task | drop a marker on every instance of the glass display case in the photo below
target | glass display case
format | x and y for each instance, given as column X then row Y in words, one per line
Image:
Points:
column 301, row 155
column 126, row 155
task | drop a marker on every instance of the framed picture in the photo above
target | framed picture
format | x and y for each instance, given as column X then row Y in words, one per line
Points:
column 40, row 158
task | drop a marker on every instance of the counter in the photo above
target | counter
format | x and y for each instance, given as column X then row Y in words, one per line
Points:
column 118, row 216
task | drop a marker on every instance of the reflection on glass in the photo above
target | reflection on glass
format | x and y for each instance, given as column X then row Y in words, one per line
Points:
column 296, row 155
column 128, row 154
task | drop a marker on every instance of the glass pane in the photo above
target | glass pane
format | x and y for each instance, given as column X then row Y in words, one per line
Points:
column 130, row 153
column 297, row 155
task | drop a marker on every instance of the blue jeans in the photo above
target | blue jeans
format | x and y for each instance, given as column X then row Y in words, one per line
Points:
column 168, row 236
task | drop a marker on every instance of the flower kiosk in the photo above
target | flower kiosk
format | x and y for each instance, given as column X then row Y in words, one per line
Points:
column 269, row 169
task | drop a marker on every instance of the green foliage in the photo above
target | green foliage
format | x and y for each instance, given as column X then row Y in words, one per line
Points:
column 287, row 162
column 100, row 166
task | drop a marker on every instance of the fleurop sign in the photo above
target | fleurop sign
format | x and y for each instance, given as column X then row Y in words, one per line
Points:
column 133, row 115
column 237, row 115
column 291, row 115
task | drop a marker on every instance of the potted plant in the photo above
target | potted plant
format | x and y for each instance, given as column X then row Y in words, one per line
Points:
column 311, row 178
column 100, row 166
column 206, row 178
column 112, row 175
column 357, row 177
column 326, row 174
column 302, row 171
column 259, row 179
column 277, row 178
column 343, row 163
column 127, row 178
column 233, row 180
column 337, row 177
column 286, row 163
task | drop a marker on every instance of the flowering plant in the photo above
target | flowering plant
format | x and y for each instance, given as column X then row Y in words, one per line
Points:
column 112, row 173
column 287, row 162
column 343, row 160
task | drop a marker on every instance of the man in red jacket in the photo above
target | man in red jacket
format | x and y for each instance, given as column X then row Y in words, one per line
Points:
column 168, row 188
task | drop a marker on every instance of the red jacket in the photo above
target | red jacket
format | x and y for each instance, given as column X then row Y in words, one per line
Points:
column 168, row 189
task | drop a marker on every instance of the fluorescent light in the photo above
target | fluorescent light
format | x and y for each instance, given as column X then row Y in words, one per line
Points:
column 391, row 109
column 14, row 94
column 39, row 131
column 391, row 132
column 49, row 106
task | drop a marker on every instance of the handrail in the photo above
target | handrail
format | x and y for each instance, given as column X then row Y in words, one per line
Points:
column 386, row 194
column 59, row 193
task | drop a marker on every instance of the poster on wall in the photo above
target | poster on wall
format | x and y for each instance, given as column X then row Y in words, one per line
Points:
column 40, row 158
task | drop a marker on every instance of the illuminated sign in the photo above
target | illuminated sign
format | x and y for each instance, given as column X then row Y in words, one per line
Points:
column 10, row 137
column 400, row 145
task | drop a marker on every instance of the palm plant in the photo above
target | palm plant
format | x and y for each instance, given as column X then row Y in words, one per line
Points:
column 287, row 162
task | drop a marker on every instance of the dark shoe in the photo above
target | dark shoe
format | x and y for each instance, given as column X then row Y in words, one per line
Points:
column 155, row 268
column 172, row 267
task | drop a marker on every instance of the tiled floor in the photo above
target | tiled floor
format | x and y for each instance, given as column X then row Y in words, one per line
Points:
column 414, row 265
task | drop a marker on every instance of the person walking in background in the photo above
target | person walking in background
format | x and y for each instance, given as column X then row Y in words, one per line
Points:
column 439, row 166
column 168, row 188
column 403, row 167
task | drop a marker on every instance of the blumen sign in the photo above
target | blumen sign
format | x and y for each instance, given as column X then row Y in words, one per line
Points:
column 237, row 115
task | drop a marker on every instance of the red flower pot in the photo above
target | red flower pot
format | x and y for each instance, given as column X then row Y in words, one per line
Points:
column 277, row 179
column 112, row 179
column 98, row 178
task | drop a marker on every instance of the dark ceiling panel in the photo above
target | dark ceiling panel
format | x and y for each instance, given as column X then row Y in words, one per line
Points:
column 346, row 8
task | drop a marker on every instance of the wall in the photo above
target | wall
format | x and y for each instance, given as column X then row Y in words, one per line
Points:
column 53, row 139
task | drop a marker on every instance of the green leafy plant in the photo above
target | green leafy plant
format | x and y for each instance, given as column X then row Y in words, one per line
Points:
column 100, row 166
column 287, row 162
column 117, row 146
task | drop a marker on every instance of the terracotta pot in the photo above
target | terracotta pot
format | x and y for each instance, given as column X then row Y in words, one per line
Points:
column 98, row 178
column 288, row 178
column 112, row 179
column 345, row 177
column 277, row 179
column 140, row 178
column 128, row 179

····················

Work required: The records above need to be output again, verbatim.

Exercise response:
task | drop a marker on every instance of the glass display case in the photo below
target | glass display case
format | x and y for each instance, given as column X then row Y in words, one per line
Image:
Points:
column 301, row 155
column 126, row 155
task | drop a marker on every instance of the framed picture in the photo above
target | framed picture
format | x and y for each instance, given as column X then row Y in words, one per line
Points:
column 40, row 158
task | drop a marker on every instance of the counter in the photo above
target | counter
format | x and y for each instance, given as column X then row Y in words, one per line
Points:
column 118, row 216
task | drop a marker on every instance of the reflection on glass in the photo above
target | reflection on glass
format | x and y for each instance, given as column X then row Y in words, one per line
Points:
column 296, row 155
column 128, row 154
task | drop a marker on every instance of the glass pane in the photo above
target | glass pane
format | x and y for each instance, given as column X then row Y in words, one per line
Points:
column 130, row 153
column 297, row 155
task | drop a marker on every instance of the blue jeans in the photo above
target | blue jeans
format | x and y for each instance, given as column X then row Y in words, one per line
Points:
column 168, row 236
task | drop a marker on every instance of the flower kiosk in the photo above
target | flower kiosk
format | x and y for each instance, given as column X then row Y in words, one per line
Points:
column 269, row 169
task | drop a marker on every instance of the green foliage in the photo above
target | green foliage
format | x and y for each instance, given as column X then row Y in words, one per line
Points:
column 287, row 162
column 100, row 166
task | drop a marker on every instance of the fleurop sign in the photo above
target | fleurop sign
format | x and y for each instance, given as column X then row Y in words, one per line
Points:
column 133, row 115
column 237, row 115
column 291, row 115
task | drop a marker on every instance of the potted plant in the photo above
target | potted plant
format | x and y for each instance, given as column X then row Y in words, one per line
Points:
column 311, row 178
column 100, row 166
column 206, row 178
column 112, row 175
column 357, row 177
column 326, row 174
column 302, row 171
column 259, row 179
column 277, row 178
column 343, row 163
column 127, row 178
column 233, row 180
column 337, row 177
column 286, row 163
task | drop a marker on every instance of the flowering plant in the photo above
target | flowering plant
format | x and y for each instance, given as column X then row Y in words, one per line
Points:
column 112, row 173
column 287, row 162
column 343, row 160
task | drop a marker on every instance of the man in red jacket in the photo above
target | man in red jacket
format | x and y for each instance, given as column X then row Y in words, one per line
Points:
column 168, row 188
task | drop a marker on every instance of the red jacket in the photo above
target | red jacket
format | x and y for each instance, given as column X then row Y in words, one per line
Points:
column 168, row 189
task | drop a marker on every instance of the fluorescent light in the photo above
target | fluorescent light
format | x and y for each instance, given as column X then row Y in words, one per line
Points:
column 391, row 109
column 14, row 94
column 39, row 131
column 391, row 132
column 49, row 106
task | drop a marker on every instance of the handrail in the photo above
target | handrail
format | x and y for each instance, given as column X then row Y in words, one per line
Points:
column 386, row 194
column 59, row 193
task | drop a marker on every instance of the poster on wall in the photo above
target | poster on wall
format | x and y for each instance, given as column X then row Y in words, one per line
Points:
column 40, row 158
task | drop a marker on every instance of the illuminated sign in the photo above
target | illuminated sign
format | x and y for each instance, given as column X then row Y in words, one per line
Points:
column 10, row 137
column 400, row 145
task | drop a marker on every instance of the palm plant in the photo above
target | palm plant
format | x and y for each instance, given as column X then row Y in words, one per line
Points:
column 287, row 162
task | drop a marker on every instance of the dark shoe in the photo above
target | dark shoe
format | x and y for each instance, given as column X then row Y in words, one per line
Points:
column 155, row 268
column 172, row 267
task | drop a marker on every instance of the tiled floor in the photo above
target | tiled floor
format | x and y for each instance, given as column X then row Y in words, one per line
Points:
column 414, row 265
task | drop a marker on every instance of the person walking in background in the photo above
target | person walking in background
format | x and y for each instance, given as column X then row Y in words, one per line
Points:
column 439, row 166
column 168, row 188
column 403, row 167
task | drop a marker on every instance of the blumen sign in the photo above
target | blumen sign
format | x and y for each instance, given as column X then row Y in words, one per line
Points:
column 237, row 115
task | drop a marker on every instance of the red flower pot in the photo above
target | red flower pot
format | x and y for each instance, given as column X then row Y in words, one per line
Points:
column 277, row 179
column 112, row 179
column 98, row 178
task | drop a marker on every instance of the dark ceiling panel in the photo above
target | dark ceiling panel
format | x and y for each instance, given as column X then row Y in words, one per line
Points:
column 346, row 8
task | drop a marker on every instance of the wall in the photo above
target | wall
format | x and y for each instance, given as column X then row Y in words, one per line
Points:
column 53, row 139
task | drop a marker on every instance of the green leafy plant in the photo above
target | green leafy plant
format | x and y for each instance, given as column X then row Y in words, one per line
Points:
column 100, row 166
column 287, row 162
column 117, row 146
task | drop a marker on every instance of the terracotta pot in the photo above
target | terracotta pot
format | x and y for each instance, given as column X then row Y in words, one per line
Points:
column 98, row 178
column 288, row 178
column 112, row 179
column 345, row 177
column 277, row 179
column 140, row 178
column 128, row 179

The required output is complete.